---------- RECORD FORNITI ----------

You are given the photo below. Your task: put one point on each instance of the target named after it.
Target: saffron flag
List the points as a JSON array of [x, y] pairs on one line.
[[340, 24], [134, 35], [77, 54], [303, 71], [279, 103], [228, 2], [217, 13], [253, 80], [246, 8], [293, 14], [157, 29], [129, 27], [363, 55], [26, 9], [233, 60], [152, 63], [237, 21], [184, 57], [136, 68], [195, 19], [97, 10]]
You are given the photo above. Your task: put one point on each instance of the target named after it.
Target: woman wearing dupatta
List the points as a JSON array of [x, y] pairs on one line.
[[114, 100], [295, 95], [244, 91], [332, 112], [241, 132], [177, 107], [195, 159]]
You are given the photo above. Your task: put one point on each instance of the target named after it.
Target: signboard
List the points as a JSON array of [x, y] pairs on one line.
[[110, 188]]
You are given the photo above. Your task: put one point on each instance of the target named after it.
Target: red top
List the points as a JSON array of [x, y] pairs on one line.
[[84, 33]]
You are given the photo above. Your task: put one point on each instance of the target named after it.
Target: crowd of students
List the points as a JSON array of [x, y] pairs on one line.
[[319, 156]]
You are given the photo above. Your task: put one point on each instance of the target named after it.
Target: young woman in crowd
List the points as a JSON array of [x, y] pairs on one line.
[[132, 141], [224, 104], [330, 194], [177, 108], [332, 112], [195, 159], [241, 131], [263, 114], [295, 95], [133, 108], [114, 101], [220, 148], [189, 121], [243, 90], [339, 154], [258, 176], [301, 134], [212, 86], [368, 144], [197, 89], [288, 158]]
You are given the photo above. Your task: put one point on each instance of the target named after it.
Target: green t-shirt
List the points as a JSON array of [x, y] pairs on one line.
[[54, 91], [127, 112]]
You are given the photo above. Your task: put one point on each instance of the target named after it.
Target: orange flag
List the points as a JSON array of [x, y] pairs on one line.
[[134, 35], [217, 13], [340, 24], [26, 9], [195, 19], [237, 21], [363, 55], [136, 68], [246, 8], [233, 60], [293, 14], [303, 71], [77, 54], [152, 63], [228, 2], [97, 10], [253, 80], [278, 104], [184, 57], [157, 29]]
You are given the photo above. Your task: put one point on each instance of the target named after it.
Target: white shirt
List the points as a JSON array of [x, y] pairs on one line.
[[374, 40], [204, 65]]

----------
---------- RECORD FORNITI ----------

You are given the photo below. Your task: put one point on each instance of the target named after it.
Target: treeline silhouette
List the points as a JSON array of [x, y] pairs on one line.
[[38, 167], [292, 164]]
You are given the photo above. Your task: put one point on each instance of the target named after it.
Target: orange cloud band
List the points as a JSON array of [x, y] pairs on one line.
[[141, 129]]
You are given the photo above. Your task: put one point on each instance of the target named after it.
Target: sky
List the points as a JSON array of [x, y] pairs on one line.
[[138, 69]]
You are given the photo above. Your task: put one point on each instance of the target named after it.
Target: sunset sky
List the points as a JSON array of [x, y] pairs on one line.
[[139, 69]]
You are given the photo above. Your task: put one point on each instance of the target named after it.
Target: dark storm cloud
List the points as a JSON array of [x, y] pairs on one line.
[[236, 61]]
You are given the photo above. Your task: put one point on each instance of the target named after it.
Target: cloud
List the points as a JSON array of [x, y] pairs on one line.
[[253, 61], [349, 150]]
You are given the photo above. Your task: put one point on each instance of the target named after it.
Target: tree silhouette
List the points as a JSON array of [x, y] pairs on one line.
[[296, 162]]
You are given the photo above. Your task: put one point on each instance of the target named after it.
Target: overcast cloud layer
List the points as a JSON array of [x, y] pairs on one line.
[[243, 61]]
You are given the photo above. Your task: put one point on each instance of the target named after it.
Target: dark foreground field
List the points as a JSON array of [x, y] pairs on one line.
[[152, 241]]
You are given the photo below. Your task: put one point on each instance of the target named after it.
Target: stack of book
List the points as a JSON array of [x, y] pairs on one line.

----------
---------- RECORD FORNITI ----------

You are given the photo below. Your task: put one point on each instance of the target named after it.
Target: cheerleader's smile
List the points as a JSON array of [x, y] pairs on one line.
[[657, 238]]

----------

Raccogli tutte le righe dei record sopra riportati in cui compare la parola "crowd".

Target: crowd of students
Target: young woman in crowd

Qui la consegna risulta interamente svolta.